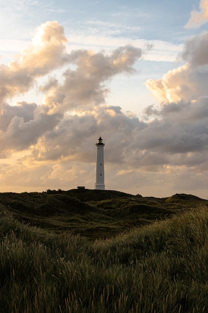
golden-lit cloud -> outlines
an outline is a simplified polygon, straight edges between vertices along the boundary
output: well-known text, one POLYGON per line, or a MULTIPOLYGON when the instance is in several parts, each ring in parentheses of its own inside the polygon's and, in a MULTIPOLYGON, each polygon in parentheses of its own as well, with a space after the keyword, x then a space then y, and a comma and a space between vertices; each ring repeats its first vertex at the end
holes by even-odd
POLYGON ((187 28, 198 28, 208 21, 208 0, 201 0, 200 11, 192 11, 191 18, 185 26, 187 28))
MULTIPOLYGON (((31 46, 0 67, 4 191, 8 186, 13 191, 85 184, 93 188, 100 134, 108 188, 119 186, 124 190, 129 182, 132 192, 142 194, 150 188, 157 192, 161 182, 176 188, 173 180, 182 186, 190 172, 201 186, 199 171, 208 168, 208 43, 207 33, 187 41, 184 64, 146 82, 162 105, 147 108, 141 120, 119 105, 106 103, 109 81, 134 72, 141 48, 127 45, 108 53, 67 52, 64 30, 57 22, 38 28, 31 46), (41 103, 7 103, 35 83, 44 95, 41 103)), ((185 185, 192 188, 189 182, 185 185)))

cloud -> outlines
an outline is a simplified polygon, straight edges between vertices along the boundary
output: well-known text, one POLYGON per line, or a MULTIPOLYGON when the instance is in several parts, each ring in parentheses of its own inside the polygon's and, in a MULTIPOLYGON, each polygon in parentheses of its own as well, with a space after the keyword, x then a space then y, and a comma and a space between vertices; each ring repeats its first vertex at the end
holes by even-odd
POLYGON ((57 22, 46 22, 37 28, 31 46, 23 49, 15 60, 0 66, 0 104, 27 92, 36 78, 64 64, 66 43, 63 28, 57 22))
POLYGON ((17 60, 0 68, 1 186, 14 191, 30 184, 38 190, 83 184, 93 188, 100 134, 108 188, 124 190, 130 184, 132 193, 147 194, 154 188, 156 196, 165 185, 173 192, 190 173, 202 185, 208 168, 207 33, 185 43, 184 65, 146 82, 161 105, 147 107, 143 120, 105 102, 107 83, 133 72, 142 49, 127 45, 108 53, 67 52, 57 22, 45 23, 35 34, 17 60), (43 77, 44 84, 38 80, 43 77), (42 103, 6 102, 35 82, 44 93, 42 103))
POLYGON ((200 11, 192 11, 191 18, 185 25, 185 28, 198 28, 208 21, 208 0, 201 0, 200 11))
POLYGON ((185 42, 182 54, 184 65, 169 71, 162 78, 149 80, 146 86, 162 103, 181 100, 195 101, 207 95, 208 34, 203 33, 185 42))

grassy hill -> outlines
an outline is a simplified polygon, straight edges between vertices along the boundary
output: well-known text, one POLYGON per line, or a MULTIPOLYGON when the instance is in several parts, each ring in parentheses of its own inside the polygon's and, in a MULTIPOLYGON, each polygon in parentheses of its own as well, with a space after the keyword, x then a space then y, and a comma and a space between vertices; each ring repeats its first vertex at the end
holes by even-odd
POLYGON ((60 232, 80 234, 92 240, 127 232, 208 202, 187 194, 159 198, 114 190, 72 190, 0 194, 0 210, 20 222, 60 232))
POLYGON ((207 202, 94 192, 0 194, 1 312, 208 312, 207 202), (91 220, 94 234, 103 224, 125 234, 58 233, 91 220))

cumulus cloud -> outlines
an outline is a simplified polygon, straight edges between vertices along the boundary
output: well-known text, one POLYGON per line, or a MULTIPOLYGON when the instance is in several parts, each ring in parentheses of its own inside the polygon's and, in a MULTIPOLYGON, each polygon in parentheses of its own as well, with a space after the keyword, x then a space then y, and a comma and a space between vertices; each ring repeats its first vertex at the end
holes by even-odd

#### [GIVEN EXERCISE]
Can you transcribe all of the material above word for word, leaving out the pictures?

#### [COMPLETE OUTPUT]
golden-lit cloud -> outlines
an outline is a simplified polygon, straight edges between vertices along the boundary
output: well-known text, one POLYGON per line, or a MULTIPOLYGON when the instance is in several parts, each ring in parentheses of its own inside the polygon's and, in a MULTIPOLYGON, each polygon in parentheses of its own as well, with a space after the keyword, x then a space then y, and a comma and a space between vertices; each ring repeats its first vertex at the end
holes by even-odd
POLYGON ((187 28, 198 28, 208 21, 208 0, 201 0, 200 11, 192 11, 191 18, 185 26, 187 28))
MULTIPOLYGON (((31 46, 0 67, 4 191, 8 186, 13 191, 85 184, 93 188, 100 134, 108 188, 119 186, 124 190, 129 182, 132 192, 142 194, 150 188, 157 192, 161 182, 176 188, 173 180, 182 186, 190 172, 201 186, 199 171, 208 168, 208 43, 207 33, 187 41, 184 64, 146 82, 162 105, 147 108, 141 120, 119 105, 106 103, 109 81, 134 72, 141 48, 127 45, 108 53, 67 52, 64 30, 57 22, 38 28, 31 46), (41 103, 7 103, 35 83, 44 95, 41 103)), ((185 185, 192 188, 189 182, 185 185)))

cloud -> outlines
an outline is a simplified polygon, straight edges between vertices along the boundary
output: well-known text, one POLYGON per line, or a MULTIPOLYGON when the instance is in several parts, each ring in parentheses of its own inside the polygon's and, in a MULTIPOLYGON, each polygon in parentheses of its own as well, with a space after the keyword, x then a space then y, and a comma and a space between vertices; each ring repeats its first vertex at the end
holes by even-odd
POLYGON ((57 22, 46 22, 37 28, 31 46, 23 49, 15 60, 0 66, 0 104, 27 92, 36 78, 64 64, 66 43, 63 28, 57 22))
POLYGON ((17 60, 0 68, 1 186, 14 191, 30 184, 38 190, 83 184, 93 188, 100 134, 108 188, 124 190, 130 184, 132 193, 147 194, 154 188, 156 196, 165 185, 173 192, 190 173, 202 185, 208 168, 207 33, 185 43, 184 65, 146 82, 161 105, 147 107, 143 120, 105 102, 107 83, 133 72, 142 49, 127 45, 108 53, 67 52, 57 22, 45 23, 35 34, 17 60), (43 77, 44 84, 38 80, 43 77), (42 103, 6 102, 35 82, 44 93, 42 103))
POLYGON ((200 11, 192 11, 191 18, 185 25, 185 28, 198 28, 208 21, 208 0, 201 0, 200 11))
POLYGON ((185 42, 182 54, 184 65, 169 71, 162 78, 149 80, 146 86, 162 103, 181 100, 195 101, 207 95, 208 34, 203 33, 185 42))

grassy hill -> outlines
an outline is a simplified polygon, straight edges between vertices along the boundary
output: well-known text, one POLYGON per line, or a MULTIPOLYGON when the instance is in several parts, each ring in parentheses of its own inside the polygon's and, in a MULTIPOLYGON, each polygon in parentheses of its own as well, with a space after the keyword, x then a space then y, and a comma and a space between vertices; each ring repeats its first vertex at the end
holes by even-odd
POLYGON ((60 232, 80 234, 92 240, 127 232, 208 202, 187 194, 159 198, 114 190, 72 190, 0 194, 0 210, 20 222, 60 232))
POLYGON ((207 202, 94 192, 0 194, 1 312, 208 312, 207 202), (91 220, 94 234, 103 224, 125 234, 58 233, 91 220))

cumulus cloud -> outlines
an outline is a simplified polygon, straight edges between vertices along the boundary
output: well-known text, one POLYGON per line, or a MULTIPOLYGON when the instance is in several parts, each ring in parentheses of its own inside the polygon's and, in a MULTIPOLYGON, each polygon in parentheses of its own as well, with a space after the keyword, x then a space then y, and a comma and a space between vertices; each ring repeats its first vertex at the end
holes by even-odd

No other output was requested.